• **DATASET EXCERPTS**:

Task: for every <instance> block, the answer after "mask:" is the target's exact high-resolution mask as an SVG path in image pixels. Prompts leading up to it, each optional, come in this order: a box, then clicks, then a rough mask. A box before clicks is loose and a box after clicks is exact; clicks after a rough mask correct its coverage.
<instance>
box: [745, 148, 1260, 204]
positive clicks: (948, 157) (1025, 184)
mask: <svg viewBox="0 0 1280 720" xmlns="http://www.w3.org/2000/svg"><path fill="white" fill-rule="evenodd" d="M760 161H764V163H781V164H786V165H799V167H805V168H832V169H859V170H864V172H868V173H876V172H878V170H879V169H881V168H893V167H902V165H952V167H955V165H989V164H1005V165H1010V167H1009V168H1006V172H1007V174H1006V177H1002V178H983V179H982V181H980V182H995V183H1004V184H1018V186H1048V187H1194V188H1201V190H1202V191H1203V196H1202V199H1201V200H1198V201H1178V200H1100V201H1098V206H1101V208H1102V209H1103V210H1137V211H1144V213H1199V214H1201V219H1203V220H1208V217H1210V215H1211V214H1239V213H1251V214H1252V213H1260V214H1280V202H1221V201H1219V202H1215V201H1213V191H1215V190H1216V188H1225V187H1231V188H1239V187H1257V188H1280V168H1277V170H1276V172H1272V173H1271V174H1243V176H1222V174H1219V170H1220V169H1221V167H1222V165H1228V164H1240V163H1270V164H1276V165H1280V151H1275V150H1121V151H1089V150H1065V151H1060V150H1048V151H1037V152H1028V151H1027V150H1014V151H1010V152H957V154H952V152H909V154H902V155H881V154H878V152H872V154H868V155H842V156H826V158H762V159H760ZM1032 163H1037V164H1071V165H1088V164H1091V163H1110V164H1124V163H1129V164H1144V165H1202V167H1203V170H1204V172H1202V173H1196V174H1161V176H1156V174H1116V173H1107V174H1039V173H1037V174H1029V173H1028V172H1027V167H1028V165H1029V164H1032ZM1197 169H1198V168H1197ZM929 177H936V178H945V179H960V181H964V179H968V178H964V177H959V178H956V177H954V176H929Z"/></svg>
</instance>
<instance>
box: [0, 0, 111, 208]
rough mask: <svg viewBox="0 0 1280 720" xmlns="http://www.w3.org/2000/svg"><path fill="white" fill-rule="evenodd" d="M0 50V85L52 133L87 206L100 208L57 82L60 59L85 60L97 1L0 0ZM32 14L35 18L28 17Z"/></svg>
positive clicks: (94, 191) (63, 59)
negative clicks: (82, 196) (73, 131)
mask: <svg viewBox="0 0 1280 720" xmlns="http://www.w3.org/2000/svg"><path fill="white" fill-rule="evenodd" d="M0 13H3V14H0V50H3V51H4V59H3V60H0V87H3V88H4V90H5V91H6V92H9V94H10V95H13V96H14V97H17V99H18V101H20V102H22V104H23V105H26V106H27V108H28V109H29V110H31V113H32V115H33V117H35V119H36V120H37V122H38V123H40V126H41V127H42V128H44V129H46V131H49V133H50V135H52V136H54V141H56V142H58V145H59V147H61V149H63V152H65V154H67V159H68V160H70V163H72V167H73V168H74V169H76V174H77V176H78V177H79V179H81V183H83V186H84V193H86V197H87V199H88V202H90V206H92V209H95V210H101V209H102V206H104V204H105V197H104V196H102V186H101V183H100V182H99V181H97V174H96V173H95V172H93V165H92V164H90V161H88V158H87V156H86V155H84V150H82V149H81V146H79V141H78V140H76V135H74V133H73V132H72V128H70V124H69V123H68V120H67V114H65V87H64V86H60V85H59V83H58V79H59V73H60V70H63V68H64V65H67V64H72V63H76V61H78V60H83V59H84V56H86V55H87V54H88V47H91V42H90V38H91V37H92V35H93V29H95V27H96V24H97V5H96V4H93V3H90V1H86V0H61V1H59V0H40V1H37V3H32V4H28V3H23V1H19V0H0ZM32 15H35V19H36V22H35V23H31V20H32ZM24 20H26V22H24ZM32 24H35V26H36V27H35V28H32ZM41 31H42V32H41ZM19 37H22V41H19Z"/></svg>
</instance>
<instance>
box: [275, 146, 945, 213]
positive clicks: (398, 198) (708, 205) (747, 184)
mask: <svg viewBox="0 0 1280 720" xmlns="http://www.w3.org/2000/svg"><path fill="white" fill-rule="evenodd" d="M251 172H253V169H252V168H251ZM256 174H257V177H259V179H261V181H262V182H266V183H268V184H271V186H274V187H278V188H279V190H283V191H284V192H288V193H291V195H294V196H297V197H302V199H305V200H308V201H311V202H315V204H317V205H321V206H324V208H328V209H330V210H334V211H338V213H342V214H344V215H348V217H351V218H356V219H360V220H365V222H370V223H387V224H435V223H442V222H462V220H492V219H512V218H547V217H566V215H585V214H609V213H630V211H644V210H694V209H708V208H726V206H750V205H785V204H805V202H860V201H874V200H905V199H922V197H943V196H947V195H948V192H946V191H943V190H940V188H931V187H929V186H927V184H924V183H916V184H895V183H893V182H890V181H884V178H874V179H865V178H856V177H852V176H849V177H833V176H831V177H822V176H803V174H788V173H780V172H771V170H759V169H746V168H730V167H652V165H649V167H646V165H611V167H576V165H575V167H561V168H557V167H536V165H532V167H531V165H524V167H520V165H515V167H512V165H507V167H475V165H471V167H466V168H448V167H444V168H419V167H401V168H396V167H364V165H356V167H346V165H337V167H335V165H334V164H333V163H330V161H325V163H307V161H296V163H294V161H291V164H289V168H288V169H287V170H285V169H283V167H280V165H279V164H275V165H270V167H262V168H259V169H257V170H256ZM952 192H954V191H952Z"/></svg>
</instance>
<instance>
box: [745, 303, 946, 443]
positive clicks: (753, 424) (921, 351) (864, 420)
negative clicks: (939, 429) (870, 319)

==

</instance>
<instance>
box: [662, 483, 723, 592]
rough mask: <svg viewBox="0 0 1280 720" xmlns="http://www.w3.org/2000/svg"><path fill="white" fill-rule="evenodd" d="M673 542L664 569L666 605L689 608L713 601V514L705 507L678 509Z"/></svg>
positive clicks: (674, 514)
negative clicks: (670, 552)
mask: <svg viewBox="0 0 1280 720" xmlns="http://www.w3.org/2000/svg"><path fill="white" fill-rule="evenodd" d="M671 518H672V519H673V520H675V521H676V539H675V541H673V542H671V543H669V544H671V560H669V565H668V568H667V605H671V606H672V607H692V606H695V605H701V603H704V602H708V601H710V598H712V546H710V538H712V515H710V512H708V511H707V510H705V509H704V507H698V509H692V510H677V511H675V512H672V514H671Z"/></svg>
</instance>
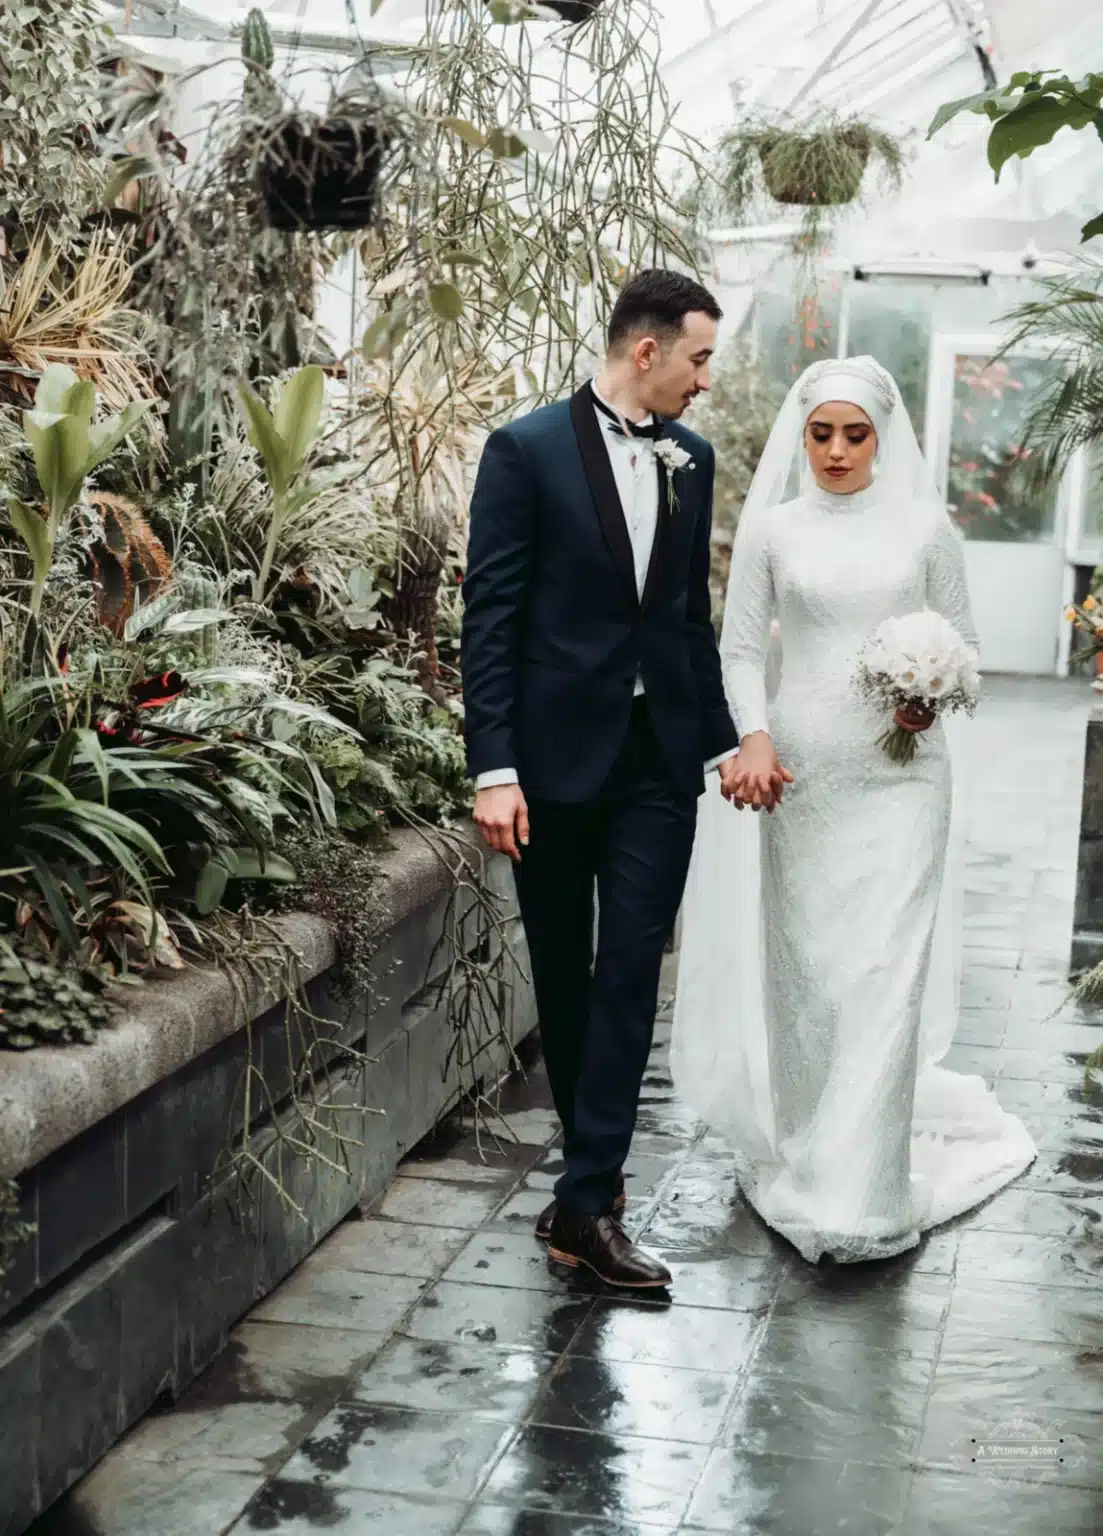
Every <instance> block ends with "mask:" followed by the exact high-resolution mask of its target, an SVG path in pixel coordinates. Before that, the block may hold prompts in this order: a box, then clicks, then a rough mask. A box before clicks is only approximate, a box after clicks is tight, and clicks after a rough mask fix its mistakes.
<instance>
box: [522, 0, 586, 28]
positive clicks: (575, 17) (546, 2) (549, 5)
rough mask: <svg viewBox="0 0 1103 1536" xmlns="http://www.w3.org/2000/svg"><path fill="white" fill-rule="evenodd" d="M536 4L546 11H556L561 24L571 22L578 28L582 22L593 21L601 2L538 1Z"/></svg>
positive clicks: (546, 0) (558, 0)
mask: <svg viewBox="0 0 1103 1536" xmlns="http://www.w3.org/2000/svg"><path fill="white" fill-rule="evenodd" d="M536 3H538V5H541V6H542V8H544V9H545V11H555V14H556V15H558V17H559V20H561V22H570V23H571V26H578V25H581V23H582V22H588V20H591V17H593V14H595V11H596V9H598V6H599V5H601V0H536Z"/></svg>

• **YOUR OBJECTIVE**:
Transcribe the records above exactly, beginning at the line that contains "box: [745, 303, 946, 443]" and ending with the line that contains "negative clicks: (939, 429) (870, 319)", both included, and nothing else.

• **EXERCISE SOLUTION**:
box: [745, 303, 946, 443]
positive clicks: (753, 424) (921, 351) (864, 420)
negative clicks: (939, 429) (870, 319)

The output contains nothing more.